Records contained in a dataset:
[Start of section]

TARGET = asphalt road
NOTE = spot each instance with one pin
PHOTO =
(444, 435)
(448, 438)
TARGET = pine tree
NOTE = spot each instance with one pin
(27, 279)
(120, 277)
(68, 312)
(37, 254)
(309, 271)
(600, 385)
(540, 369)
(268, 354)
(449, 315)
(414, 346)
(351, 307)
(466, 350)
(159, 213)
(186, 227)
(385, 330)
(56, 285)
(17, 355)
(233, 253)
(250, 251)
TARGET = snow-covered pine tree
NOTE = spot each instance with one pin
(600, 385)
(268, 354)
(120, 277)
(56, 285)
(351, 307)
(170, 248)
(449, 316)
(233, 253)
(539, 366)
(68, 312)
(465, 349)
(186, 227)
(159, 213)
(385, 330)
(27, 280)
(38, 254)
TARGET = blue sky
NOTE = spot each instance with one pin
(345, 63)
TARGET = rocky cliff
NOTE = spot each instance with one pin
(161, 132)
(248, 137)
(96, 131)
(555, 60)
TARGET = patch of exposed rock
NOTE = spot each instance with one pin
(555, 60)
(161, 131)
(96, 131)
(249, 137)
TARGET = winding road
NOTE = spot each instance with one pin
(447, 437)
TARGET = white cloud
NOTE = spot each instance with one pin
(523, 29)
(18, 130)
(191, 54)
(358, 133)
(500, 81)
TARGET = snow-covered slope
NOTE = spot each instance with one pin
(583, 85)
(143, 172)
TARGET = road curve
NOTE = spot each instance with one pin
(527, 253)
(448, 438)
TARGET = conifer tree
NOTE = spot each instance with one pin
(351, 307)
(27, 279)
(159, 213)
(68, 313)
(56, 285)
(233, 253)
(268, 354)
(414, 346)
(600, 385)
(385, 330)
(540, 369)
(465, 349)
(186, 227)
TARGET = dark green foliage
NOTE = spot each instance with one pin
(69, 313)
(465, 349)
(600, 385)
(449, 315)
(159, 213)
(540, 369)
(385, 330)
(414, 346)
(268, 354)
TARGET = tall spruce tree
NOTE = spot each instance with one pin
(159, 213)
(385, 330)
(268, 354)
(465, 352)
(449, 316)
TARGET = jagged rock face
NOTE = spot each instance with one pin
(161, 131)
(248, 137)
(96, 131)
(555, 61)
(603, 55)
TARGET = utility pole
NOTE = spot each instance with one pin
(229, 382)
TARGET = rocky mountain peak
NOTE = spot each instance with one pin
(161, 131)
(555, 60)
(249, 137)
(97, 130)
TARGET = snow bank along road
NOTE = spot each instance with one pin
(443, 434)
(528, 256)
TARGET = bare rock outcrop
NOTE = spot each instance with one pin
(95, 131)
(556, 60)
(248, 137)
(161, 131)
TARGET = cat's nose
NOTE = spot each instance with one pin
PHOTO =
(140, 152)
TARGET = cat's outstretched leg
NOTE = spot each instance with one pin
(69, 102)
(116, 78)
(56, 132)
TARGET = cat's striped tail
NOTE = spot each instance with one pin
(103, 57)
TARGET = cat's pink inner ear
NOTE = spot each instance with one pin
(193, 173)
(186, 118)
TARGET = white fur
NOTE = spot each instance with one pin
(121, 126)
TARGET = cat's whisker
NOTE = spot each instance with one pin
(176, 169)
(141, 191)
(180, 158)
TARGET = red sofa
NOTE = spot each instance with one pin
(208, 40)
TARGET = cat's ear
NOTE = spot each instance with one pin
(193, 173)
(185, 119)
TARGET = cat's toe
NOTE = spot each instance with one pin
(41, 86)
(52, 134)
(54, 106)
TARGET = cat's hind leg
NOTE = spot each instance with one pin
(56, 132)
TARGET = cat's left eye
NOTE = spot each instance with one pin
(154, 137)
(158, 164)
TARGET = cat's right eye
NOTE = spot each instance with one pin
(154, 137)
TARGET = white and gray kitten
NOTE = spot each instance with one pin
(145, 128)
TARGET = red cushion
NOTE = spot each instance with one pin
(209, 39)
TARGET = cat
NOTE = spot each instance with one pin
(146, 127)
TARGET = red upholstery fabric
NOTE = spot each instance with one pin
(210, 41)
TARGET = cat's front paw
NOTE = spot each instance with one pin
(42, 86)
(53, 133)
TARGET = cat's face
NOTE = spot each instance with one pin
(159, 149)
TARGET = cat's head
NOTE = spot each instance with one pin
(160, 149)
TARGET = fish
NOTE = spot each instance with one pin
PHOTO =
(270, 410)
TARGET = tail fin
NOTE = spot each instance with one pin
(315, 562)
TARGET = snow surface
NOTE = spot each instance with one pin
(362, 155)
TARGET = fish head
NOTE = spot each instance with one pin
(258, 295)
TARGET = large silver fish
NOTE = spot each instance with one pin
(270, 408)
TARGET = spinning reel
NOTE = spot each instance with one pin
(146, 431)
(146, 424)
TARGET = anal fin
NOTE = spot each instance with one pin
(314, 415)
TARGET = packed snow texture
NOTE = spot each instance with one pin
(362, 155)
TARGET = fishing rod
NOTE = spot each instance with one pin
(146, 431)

[End of section]

:: Task statement ::
All of the entries above should be transcribed exactly, line for line.

:: Response ::
TARGET = asphalt road
NOTE = spot each instance with one pin
PHOTO =
(444, 435)
(448, 438)
TARGET = pine tree
NOTE = spot each instance with one pin
(27, 279)
(120, 277)
(68, 312)
(37, 254)
(309, 271)
(600, 385)
(540, 369)
(268, 354)
(449, 315)
(414, 346)
(351, 307)
(466, 350)
(159, 213)
(186, 227)
(385, 330)
(56, 285)
(17, 355)
(233, 253)
(250, 251)
TARGET = snow-covered pine tree
NOTE = spot each instance with one pin
(600, 385)
(268, 354)
(120, 277)
(56, 285)
(351, 307)
(170, 248)
(449, 316)
(233, 253)
(539, 366)
(68, 312)
(465, 349)
(186, 227)
(159, 213)
(385, 330)
(27, 280)
(38, 254)
TARGET = blue sky
NOTE = spot each instance with one pin
(345, 63)
TARGET = rocky cliff
NOTE = spot each instance with one pin
(161, 132)
(248, 137)
(96, 131)
(555, 60)
TARGET = patch of exposed rock
NOTE = spot each instance with one pin
(555, 60)
(161, 131)
(96, 131)
(249, 137)
TARGET = winding road
NOTE = spot each instance with one pin
(447, 437)
TARGET = white cloud
NOTE = spot each instance with one pin
(523, 29)
(18, 130)
(191, 54)
(358, 133)
(500, 81)
TARGET = snow-covered slope
NOTE = spot each instance with one pin
(583, 85)
(143, 172)
TARGET = road curve
NOTE = spot each instance with one pin
(527, 253)
(448, 438)
TARGET = conifer tree
NOTE = spot each instance with one pin
(351, 307)
(27, 279)
(159, 213)
(68, 313)
(56, 285)
(233, 253)
(268, 354)
(414, 346)
(600, 385)
(385, 330)
(540, 369)
(465, 349)
(186, 227)
TARGET = dark green foliage
NOTE = spot each instance with one pin
(69, 313)
(465, 349)
(600, 385)
(449, 315)
(159, 213)
(540, 369)
(385, 330)
(414, 346)
(268, 354)
TARGET = tall spruce tree
NOTE = spot each instance with one pin
(159, 213)
(385, 330)
(268, 354)
(465, 352)
(449, 316)
TARGET = jagged rock face
NOTE = spot each instance with one pin
(161, 131)
(248, 137)
(96, 131)
(555, 61)
(603, 55)
TARGET = utility pole
NOTE = spot each instance with one pin
(229, 382)
TARGET = rocky mountain peak
NOTE = spot each instance with one pin
(161, 131)
(555, 60)
(249, 137)
(97, 130)
TARGET = snow bank along road
NOTE = spot each instance with one pin
(443, 434)
(528, 256)
TARGET = bare rock outcrop
NOTE = spot each instance with one pin
(95, 131)
(556, 60)
(248, 137)
(161, 131)
TARGET = cat's nose
NOTE = spot each instance with one pin
PHOTO =
(140, 152)
TARGET = cat's outstretched leg
NOTE = spot each instance with one pin
(69, 102)
(116, 78)
(56, 132)
TARGET = cat's striped tail
NOTE = spot each instance with one pin
(103, 57)
TARGET = cat's pink inner ear
NOTE = spot each instance with one pin
(193, 173)
(186, 118)
TARGET = white fur
NOTE = spot each instance with one pin
(121, 126)
TARGET = cat's whisker
NOTE = spot each instance with one pin
(176, 169)
(141, 191)
(180, 158)
TARGET = red sofa
NOTE = spot each instance with one pin
(208, 40)
TARGET = cat's ear
NOTE = spot each instance with one pin
(193, 173)
(185, 119)
TARGET = cat's toe
NOTE = spot each instance with one pin
(41, 86)
(52, 134)
(54, 106)
TARGET = cat's hind leg
NOTE = spot each instance with one pin
(56, 132)
TARGET = cat's left eye
NOTE = spot each instance with one pin
(154, 137)
(158, 164)
TARGET = cat's right eye
NOTE = spot each instance with one pin
(154, 137)
TARGET = white and gray kitten
NOTE = spot each instance with one pin
(145, 128)
TARGET = red cushion
NOTE = spot each instance with one pin
(209, 39)
TARGET = cat
NOTE = spot each instance with one pin
(146, 127)
TARGET = red upholstery fabric
NOTE = spot each instance with one pin
(210, 41)
TARGET = cat's front paw
NOTE = spot each instance with one pin
(42, 86)
(53, 133)
TARGET = cat's face
NOTE = spot each instance with one pin
(159, 149)
TARGET = cat's head
NOTE = spot each instance with one pin
(160, 149)
TARGET = fish
NOTE = spot each instance with one pin
PHOTO =
(270, 410)
TARGET = tail fin
NOTE = spot each instance with one pin
(315, 562)
TARGET = snow surface
NOTE = spot each instance with one pin
(362, 155)
TARGET = fish head
NOTE = spot each instance with one pin
(258, 295)
TARGET = large silver fish
NOTE = spot each instance with one pin
(270, 408)
TARGET = spinning reel
NOTE = spot each instance with one pin
(146, 431)
(146, 424)
TARGET = anal fin
NOTE = spot each instance with one pin
(314, 415)
TARGET = packed snow texture
NOTE = spot each instance with one pin
(362, 155)
TARGET = fishing rod
NOTE = spot each instance with one pin
(146, 431)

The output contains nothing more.